▶ **Images for object localization**:
****

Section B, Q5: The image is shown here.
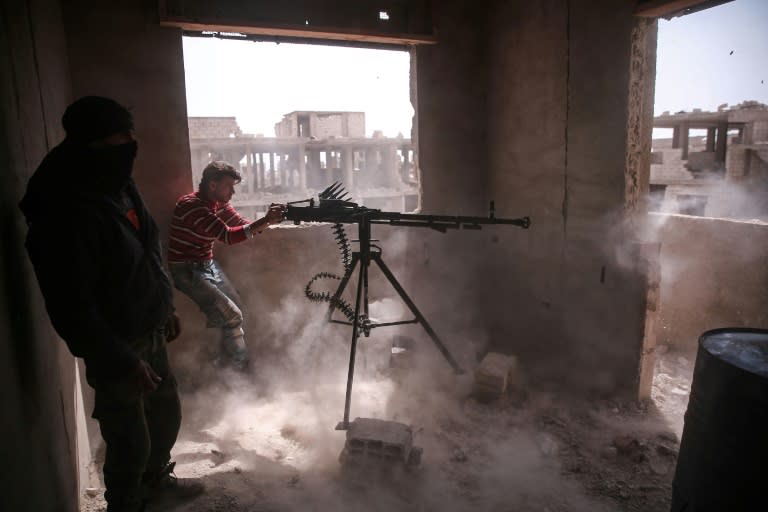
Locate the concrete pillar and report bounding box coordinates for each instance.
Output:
[680,122,689,160]
[715,122,728,163]
[257,152,264,189]
[341,147,354,187]
[308,149,321,188]
[706,128,716,152]
[282,152,290,187]
[298,144,307,189]
[245,148,253,194]
[672,126,681,149]
[191,149,202,187]
[365,147,377,187]
[399,149,409,181]
[269,152,275,187]
[381,144,399,187]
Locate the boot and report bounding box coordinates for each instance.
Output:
[143,461,204,508]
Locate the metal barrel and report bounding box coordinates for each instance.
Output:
[671,328,768,512]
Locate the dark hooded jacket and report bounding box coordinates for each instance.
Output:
[20,140,173,380]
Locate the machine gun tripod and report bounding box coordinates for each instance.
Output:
[284,183,530,430]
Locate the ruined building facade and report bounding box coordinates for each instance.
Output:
[188,113,418,217]
[650,101,768,219]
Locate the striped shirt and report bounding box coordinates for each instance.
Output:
[168,192,252,263]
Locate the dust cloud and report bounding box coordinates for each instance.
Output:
[159,225,617,512]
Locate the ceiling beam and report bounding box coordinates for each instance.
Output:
[635,0,734,18]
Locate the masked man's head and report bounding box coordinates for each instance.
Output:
[62,96,137,193]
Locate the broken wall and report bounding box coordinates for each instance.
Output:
[653,213,768,351]
[0,0,78,510]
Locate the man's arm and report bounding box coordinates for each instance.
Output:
[220,202,285,235]
[185,203,285,243]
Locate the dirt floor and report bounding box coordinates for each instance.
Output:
[81,343,695,512]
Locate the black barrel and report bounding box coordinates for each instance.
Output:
[671,328,768,512]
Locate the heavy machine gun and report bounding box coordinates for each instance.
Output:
[283,182,530,429]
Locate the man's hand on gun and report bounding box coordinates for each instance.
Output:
[265,203,286,225]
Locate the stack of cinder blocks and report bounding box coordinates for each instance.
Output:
[339,417,422,468]
[473,352,521,401]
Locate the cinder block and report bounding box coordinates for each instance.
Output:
[339,417,421,467]
[473,352,519,400]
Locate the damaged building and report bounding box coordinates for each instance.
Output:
[650,101,768,218]
[2,1,767,512]
[188,113,418,216]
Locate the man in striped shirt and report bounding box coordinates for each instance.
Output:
[169,161,284,370]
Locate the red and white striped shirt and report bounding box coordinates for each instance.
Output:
[168,192,252,263]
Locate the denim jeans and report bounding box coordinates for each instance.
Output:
[169,260,249,365]
[88,329,181,512]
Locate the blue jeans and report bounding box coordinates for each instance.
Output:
[170,260,249,365]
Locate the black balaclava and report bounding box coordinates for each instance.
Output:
[63,96,138,194]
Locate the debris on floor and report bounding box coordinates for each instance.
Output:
[79,349,694,512]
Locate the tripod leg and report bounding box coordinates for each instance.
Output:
[337,258,367,430]
[326,254,359,322]
[373,255,464,374]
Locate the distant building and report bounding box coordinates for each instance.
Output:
[650,101,768,219]
[187,113,418,216]
[187,116,242,139]
[274,111,366,139]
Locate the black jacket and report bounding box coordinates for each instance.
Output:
[20,142,173,379]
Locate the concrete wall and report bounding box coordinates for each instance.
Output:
[0,0,78,510]
[62,0,193,234]
[404,0,491,368]
[652,213,768,352]
[481,0,654,395]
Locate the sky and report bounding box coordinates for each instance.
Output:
[182,0,768,139]
[654,0,768,115]
[182,38,412,137]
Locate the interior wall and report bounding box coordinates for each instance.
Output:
[482,0,654,395]
[62,0,193,234]
[0,0,78,510]
[401,0,492,367]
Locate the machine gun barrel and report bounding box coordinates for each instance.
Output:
[369,211,530,231]
[284,204,531,232]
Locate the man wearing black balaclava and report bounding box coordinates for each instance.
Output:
[20,96,204,511]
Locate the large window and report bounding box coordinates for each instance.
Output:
[182,36,418,218]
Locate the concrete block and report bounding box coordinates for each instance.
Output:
[473,352,519,400]
[339,417,421,467]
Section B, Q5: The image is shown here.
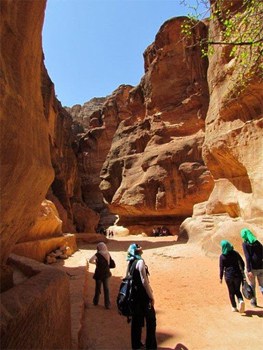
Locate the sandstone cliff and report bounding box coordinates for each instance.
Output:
[179,0,263,243]
[41,65,99,233]
[69,17,214,234]
[0,0,53,265]
[0,0,99,270]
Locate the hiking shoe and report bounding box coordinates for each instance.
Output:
[231,307,238,312]
[238,300,245,313]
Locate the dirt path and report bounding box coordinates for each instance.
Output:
[78,236,263,350]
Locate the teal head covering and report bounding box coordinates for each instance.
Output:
[220,240,234,255]
[126,243,143,261]
[241,228,257,244]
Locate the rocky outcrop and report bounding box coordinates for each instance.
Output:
[203,8,263,223]
[67,19,214,235]
[98,17,214,234]
[66,97,106,133]
[179,0,263,240]
[0,0,53,265]
[68,86,135,228]
[42,64,99,233]
[0,0,97,290]
[17,200,62,243]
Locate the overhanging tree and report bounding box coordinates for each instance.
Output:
[181,0,263,94]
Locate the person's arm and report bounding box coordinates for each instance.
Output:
[237,252,245,271]
[219,255,224,282]
[89,254,97,264]
[137,260,154,302]
[242,242,252,272]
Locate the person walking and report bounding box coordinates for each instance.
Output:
[89,242,115,309]
[126,243,157,350]
[219,240,245,313]
[240,228,263,307]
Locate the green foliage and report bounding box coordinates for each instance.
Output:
[181,0,263,91]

****

▶ **Exercise details**: A single number is expected: how many lines in the records contain the string "concrete".

▶ **Exercise result**: 3